题目说明:
把从含有"Which pixel sits on the man's red"的那一行开始、到最后一行结束的这些行做成 Markdown 表格，首尾两行都算在内。表格两列分别叫"序号"和"内容"，空行不要放进去。

可用的行:
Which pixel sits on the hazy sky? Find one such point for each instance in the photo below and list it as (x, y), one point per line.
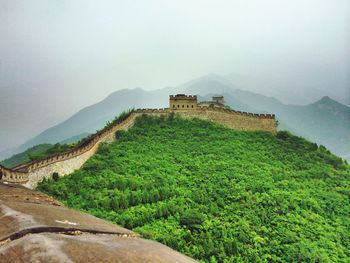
(75, 52)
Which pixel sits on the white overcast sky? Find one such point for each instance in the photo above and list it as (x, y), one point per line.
(83, 50)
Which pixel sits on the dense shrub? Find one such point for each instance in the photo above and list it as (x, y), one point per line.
(216, 194)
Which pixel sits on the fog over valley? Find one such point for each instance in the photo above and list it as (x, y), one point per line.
(58, 57)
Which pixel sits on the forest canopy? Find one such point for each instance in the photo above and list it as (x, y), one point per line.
(216, 194)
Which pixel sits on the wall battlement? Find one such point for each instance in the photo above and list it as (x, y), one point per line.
(29, 174)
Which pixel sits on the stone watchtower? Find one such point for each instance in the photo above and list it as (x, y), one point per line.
(182, 102)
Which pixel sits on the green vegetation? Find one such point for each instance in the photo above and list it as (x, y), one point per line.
(216, 194)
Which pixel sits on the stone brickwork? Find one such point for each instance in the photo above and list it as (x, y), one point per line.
(31, 173)
(182, 102)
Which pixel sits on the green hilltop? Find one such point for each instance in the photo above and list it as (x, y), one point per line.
(218, 195)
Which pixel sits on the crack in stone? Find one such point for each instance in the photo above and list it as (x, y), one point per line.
(58, 230)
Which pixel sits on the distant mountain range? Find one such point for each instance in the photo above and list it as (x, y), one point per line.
(326, 121)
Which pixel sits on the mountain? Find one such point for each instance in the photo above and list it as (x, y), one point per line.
(218, 195)
(325, 122)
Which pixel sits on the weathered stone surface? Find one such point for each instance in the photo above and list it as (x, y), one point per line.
(36, 228)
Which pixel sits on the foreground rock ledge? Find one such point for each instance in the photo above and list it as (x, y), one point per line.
(35, 227)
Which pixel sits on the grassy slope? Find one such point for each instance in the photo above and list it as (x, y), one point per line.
(218, 194)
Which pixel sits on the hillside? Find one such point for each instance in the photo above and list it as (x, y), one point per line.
(41, 151)
(217, 194)
(93, 117)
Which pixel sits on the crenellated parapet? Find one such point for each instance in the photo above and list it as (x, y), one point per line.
(29, 174)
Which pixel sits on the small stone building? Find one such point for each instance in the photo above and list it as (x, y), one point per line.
(182, 102)
(218, 99)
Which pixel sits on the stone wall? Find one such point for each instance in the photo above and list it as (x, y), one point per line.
(30, 174)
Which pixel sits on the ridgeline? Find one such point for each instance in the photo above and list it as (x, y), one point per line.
(217, 194)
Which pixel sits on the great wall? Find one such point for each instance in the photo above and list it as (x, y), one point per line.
(29, 174)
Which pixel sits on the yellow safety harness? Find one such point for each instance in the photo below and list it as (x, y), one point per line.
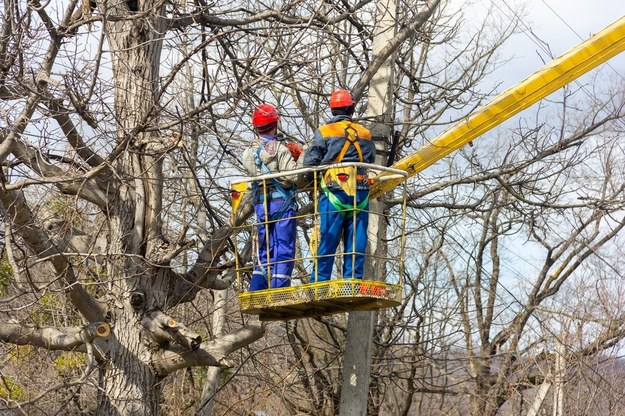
(346, 177)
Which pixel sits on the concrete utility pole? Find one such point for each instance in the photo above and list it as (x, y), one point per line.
(361, 325)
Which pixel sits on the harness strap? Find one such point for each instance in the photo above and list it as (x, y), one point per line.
(342, 207)
(286, 195)
(350, 139)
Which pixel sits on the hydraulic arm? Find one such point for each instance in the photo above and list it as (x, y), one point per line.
(556, 74)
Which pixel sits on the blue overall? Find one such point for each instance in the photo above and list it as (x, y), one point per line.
(352, 226)
(281, 245)
(276, 234)
(335, 222)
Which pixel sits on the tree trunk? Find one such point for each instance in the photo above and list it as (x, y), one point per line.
(130, 385)
(361, 325)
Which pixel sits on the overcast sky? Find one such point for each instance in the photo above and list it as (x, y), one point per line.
(561, 24)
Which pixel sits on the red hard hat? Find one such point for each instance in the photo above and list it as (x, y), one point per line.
(341, 98)
(264, 114)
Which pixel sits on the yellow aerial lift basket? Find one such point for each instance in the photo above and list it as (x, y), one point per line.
(301, 298)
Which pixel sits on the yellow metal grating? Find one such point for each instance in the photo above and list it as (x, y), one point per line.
(322, 298)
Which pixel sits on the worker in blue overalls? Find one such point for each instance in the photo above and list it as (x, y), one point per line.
(274, 202)
(344, 203)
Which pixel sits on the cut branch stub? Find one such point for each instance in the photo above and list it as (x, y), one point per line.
(164, 329)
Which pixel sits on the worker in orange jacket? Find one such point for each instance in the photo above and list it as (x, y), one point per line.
(344, 203)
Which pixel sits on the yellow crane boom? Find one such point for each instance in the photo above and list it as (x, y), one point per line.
(556, 74)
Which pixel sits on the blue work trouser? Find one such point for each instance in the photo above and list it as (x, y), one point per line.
(275, 264)
(348, 224)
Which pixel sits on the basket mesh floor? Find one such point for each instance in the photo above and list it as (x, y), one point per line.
(322, 298)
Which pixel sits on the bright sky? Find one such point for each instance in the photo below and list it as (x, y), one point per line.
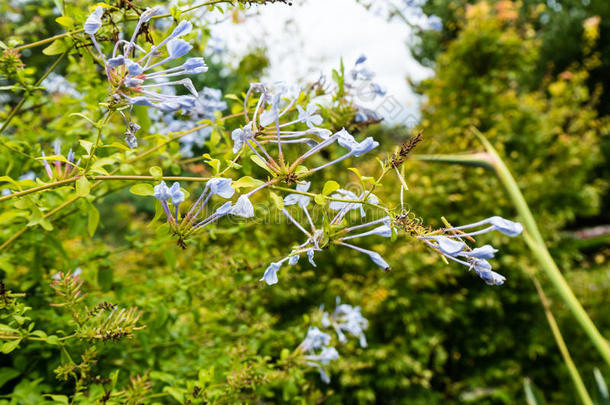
(308, 38)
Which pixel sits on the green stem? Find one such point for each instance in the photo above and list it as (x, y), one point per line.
(532, 235)
(69, 33)
(328, 198)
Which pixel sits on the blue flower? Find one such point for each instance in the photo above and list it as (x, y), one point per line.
(270, 276)
(161, 192)
(347, 318)
(134, 68)
(221, 186)
(94, 21)
(243, 207)
(131, 84)
(241, 136)
(483, 270)
(327, 355)
(448, 246)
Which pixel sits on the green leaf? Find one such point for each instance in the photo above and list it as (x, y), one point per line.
(214, 163)
(9, 346)
(247, 182)
(277, 200)
(330, 187)
(58, 46)
(53, 340)
(93, 219)
(65, 21)
(104, 278)
(143, 189)
(156, 172)
(83, 187)
(7, 330)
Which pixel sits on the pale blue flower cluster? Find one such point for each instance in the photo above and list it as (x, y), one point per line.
(135, 79)
(409, 10)
(315, 235)
(279, 99)
(452, 246)
(218, 186)
(346, 318)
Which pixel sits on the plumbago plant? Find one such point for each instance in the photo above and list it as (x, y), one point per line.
(269, 155)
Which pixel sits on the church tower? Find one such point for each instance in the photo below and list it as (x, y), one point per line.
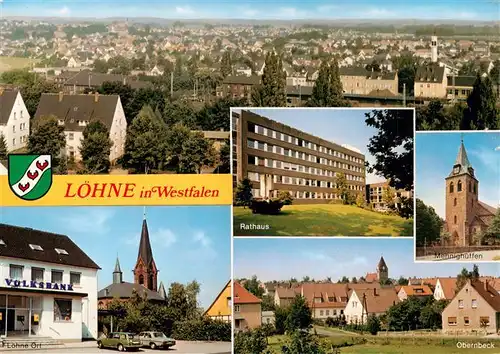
(462, 189)
(382, 270)
(145, 271)
(434, 49)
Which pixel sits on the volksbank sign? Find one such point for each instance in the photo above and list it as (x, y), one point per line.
(15, 283)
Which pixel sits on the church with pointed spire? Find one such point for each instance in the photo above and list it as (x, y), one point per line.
(145, 275)
(466, 215)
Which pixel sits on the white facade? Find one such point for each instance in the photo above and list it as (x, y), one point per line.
(117, 134)
(65, 313)
(17, 129)
(354, 310)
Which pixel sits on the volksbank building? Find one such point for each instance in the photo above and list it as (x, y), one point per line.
(48, 286)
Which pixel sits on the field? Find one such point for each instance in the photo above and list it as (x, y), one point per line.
(322, 220)
(403, 345)
(11, 63)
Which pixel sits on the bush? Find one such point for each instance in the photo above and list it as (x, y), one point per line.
(202, 330)
(285, 197)
(267, 207)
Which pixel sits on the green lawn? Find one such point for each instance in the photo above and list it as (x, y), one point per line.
(11, 63)
(322, 220)
(402, 345)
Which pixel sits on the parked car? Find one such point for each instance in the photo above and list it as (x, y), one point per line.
(156, 340)
(121, 341)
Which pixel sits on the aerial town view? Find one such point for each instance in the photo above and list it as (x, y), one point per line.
(323, 172)
(333, 296)
(78, 279)
(458, 196)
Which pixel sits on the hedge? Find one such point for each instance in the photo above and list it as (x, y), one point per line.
(202, 330)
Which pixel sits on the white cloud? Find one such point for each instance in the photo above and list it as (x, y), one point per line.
(184, 10)
(63, 11)
(92, 221)
(164, 237)
(201, 239)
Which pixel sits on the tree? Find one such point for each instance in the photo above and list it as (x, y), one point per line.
(465, 276)
(302, 342)
(95, 148)
(226, 65)
(373, 324)
(360, 200)
(243, 194)
(392, 146)
(299, 315)
(197, 152)
(47, 138)
(253, 286)
(428, 224)
(145, 142)
(481, 112)
(492, 233)
(327, 90)
(280, 316)
(273, 87)
(3, 148)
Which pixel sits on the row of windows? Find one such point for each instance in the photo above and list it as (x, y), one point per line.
(472, 188)
(300, 195)
(254, 176)
(300, 142)
(255, 144)
(22, 127)
(259, 161)
(22, 139)
(37, 274)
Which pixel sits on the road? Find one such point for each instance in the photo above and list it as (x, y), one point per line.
(180, 347)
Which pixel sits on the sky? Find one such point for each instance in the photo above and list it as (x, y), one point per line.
(319, 258)
(482, 10)
(435, 157)
(344, 126)
(188, 242)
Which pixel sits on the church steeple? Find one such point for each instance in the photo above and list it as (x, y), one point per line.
(117, 273)
(145, 271)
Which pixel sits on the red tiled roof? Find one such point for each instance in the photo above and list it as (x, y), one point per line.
(243, 296)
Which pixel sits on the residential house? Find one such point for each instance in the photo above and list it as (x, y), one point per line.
(88, 80)
(459, 87)
(268, 317)
(247, 309)
(476, 307)
(364, 303)
(75, 112)
(420, 291)
(222, 308)
(430, 82)
(14, 119)
(360, 81)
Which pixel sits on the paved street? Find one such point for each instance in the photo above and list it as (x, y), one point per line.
(180, 347)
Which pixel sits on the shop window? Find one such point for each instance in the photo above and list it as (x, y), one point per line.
(74, 278)
(15, 272)
(62, 309)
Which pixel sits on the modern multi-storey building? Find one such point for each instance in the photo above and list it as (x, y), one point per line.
(276, 157)
(377, 195)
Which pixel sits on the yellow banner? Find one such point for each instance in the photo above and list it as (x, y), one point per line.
(87, 190)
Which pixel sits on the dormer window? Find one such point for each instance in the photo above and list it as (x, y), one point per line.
(36, 247)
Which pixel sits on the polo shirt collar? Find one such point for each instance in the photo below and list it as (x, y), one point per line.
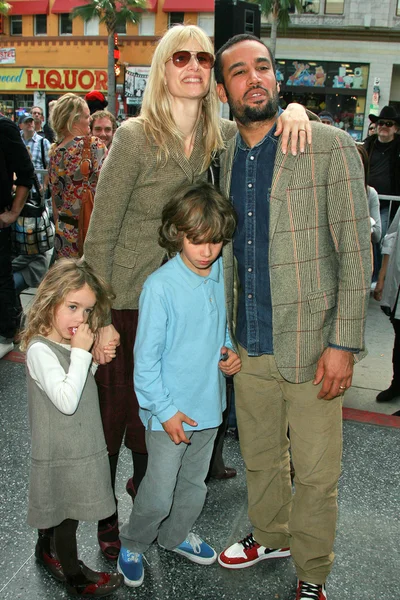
(192, 278)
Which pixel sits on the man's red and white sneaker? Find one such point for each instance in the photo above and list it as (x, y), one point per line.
(248, 552)
(310, 591)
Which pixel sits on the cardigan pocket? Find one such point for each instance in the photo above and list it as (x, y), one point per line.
(322, 300)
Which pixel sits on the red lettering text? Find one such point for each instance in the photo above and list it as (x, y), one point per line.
(29, 83)
(70, 78)
(53, 80)
(101, 80)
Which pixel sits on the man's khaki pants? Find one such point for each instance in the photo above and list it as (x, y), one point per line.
(265, 405)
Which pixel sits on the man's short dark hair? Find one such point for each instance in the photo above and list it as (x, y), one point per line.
(236, 39)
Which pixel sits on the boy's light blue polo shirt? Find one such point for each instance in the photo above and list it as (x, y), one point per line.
(181, 330)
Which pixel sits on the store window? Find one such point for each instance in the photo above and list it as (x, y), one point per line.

完整答案:
| 序号 | 内容 |
|---|---|
| 1 | Which pixel sits on the man's red and white sneaker? Find one such point for each instance in the photo above and list it as (x, y), one point per line. |
| 2 | (248, 552) |
| 3 | (310, 591) |
| 4 | Which pixel sits on the cardigan pocket? Find one such point for each instance in the photo above and list it as (x, y), one point per line. |
| 5 | (322, 300) |
| 6 | Which pixel sits on the red lettering text? Find one such point for each instance in the photo above and list it as (x, y), one point per line. |
| 7 | (29, 83) |
| 8 | (70, 78) |
| 9 | (53, 80) |
| 10 | (101, 80) |
| 11 | Which pixel sits on the man's khaki pants? Find one such point for each instance in the photo above and list it as (x, y), one point per line. |
| 12 | (265, 405) |
| 13 | Which pixel sits on the man's short dark hair? Find one such point for each instance in the photo above and list it as (x, y), one point per line. |
| 14 | (236, 39) |
| 15 | Which pixel sits on the boy's light blue polo shirt? Find one such point for each instance in the photo above and list it as (x, y), one point per line. |
| 16 | (181, 330) |
| 17 | Which pixel sits on the store window? Find one such point for each instance in the photo above and list it as (x, y), one point per line. |